## WHAT TO DO
Copy the stretch from the start of the items through the line containing "point(574, 426)", both ends included, keeping every line and leaving out the pictures. Multiply each coordinate in the answers by 1.15 and round to whole numbers, with halves rounding up, while the requests and their format samples keep their original numbers.

------------------------------------------------------------------------

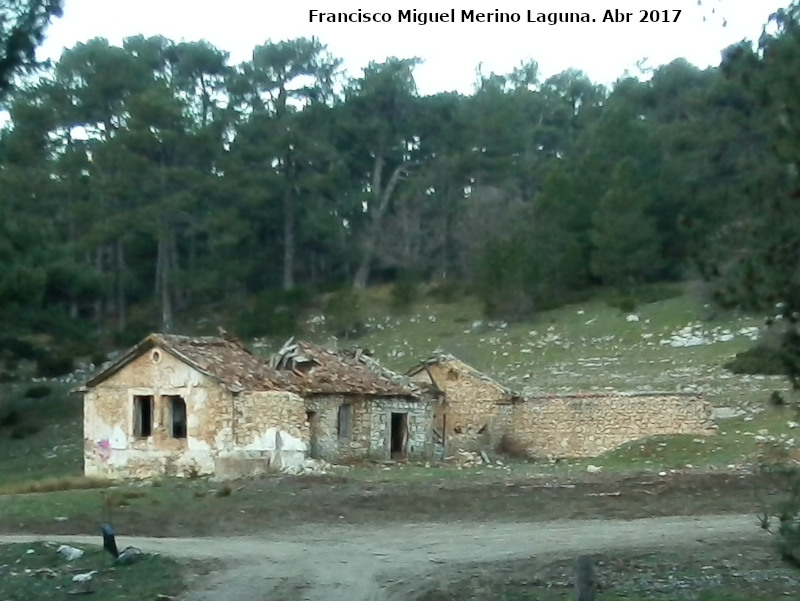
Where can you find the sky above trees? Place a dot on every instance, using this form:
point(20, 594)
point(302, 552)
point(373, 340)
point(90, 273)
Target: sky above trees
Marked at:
point(451, 52)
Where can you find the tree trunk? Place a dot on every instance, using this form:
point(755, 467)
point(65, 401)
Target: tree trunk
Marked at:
point(122, 310)
point(163, 279)
point(98, 301)
point(382, 198)
point(288, 239)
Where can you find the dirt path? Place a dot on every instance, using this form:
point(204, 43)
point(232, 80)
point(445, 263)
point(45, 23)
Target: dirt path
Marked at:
point(393, 563)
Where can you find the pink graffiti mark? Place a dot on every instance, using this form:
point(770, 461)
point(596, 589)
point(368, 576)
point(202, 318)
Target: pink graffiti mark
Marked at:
point(104, 449)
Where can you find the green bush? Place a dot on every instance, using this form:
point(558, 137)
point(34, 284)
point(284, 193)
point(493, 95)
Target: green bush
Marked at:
point(24, 430)
point(757, 360)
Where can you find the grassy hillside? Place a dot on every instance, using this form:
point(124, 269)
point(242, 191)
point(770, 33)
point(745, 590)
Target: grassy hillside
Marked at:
point(581, 347)
point(584, 347)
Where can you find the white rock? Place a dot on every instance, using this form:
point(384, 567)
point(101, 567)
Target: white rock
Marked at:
point(69, 553)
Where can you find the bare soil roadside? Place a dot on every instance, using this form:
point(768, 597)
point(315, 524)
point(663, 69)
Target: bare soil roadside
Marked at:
point(399, 562)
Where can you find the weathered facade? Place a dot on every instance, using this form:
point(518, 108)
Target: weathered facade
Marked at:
point(469, 404)
point(356, 409)
point(175, 405)
point(588, 425)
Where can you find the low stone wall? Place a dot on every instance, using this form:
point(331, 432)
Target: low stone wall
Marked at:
point(574, 426)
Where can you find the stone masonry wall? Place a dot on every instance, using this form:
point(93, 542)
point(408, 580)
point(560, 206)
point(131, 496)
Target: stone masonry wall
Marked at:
point(589, 425)
point(470, 405)
point(370, 427)
point(325, 440)
point(420, 435)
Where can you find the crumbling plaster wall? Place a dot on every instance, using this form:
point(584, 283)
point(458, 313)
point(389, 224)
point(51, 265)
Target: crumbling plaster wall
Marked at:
point(590, 425)
point(470, 405)
point(110, 447)
point(269, 431)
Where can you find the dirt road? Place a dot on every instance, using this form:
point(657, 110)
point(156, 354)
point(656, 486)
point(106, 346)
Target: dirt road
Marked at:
point(394, 563)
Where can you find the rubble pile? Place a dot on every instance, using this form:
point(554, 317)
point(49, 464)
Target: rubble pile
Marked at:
point(308, 467)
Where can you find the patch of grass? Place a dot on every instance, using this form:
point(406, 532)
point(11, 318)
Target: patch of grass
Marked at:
point(707, 572)
point(757, 360)
point(54, 484)
point(37, 571)
point(40, 438)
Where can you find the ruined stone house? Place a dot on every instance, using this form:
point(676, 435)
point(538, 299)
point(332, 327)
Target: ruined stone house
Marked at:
point(175, 405)
point(476, 412)
point(355, 408)
point(469, 401)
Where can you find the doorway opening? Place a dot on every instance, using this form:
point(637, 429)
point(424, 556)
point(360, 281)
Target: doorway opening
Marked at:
point(399, 435)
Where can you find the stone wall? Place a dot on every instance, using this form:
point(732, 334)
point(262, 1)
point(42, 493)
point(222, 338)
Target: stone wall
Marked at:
point(590, 425)
point(470, 407)
point(370, 433)
point(419, 413)
point(325, 442)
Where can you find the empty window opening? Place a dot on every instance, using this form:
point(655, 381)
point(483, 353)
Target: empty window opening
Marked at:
point(399, 435)
point(177, 416)
point(143, 416)
point(345, 423)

------------------------------------------------------------------------

## EXERCISE RESULT
Where can you find the sky above trees? Place a dot on every instance, using this form:
point(20, 594)
point(302, 552)
point(373, 340)
point(90, 273)
Target: sky above trees
Marked at:
point(519, 60)
Where can you find the tree trunk? Place a dot on every instance, using this form:
point(755, 467)
point(65, 401)
Target: tree trunk
Marked at:
point(140, 357)
point(187, 321)
point(113, 346)
point(439, 228)
point(331, 275)
Where can you find the dirt path? Place a dot on every instance, using this form:
point(204, 43)
point(232, 80)
point(445, 263)
point(45, 23)
Target: dirt path
Marked at:
point(452, 647)
Where can you find the pink graffiti mark? Place a dot on every instance, using this form:
point(770, 461)
point(596, 589)
point(368, 576)
point(202, 318)
Target: pink graffiti mark
Marked at:
point(120, 516)
Where can you find the green bush? Place a dot on every instance, using this form:
point(558, 137)
point(34, 284)
point(284, 193)
point(493, 95)
Target: green bush
Marked at:
point(28, 495)
point(871, 414)
Where can you find the grassy hillside? Place a dot on every instance, using this form:
point(124, 269)
point(242, 191)
point(770, 33)
point(745, 590)
Target: grassy hillside
Marked at:
point(668, 399)
point(672, 399)
Where can you find the white rock? Place a dot on every instance, using this form:
point(384, 567)
point(101, 567)
Target: white rock
Marked at:
point(79, 636)
Where can you find the bare soil roadside? Place a dot on every instance, using this form:
point(768, 597)
point(315, 524)
point(663, 69)
Target: bare soil roadside
Marked at:
point(459, 646)
Where can you find the weathered facade? Place a dot on every instance, using this form:
point(518, 108)
Target: weathered facade
Marked at:
point(539, 465)
point(409, 470)
point(201, 466)
point(676, 489)
Where can you find the low stone wall? Place a dot on every instance, using this form:
point(331, 432)
Target: low stone wall
Marked at:
point(660, 490)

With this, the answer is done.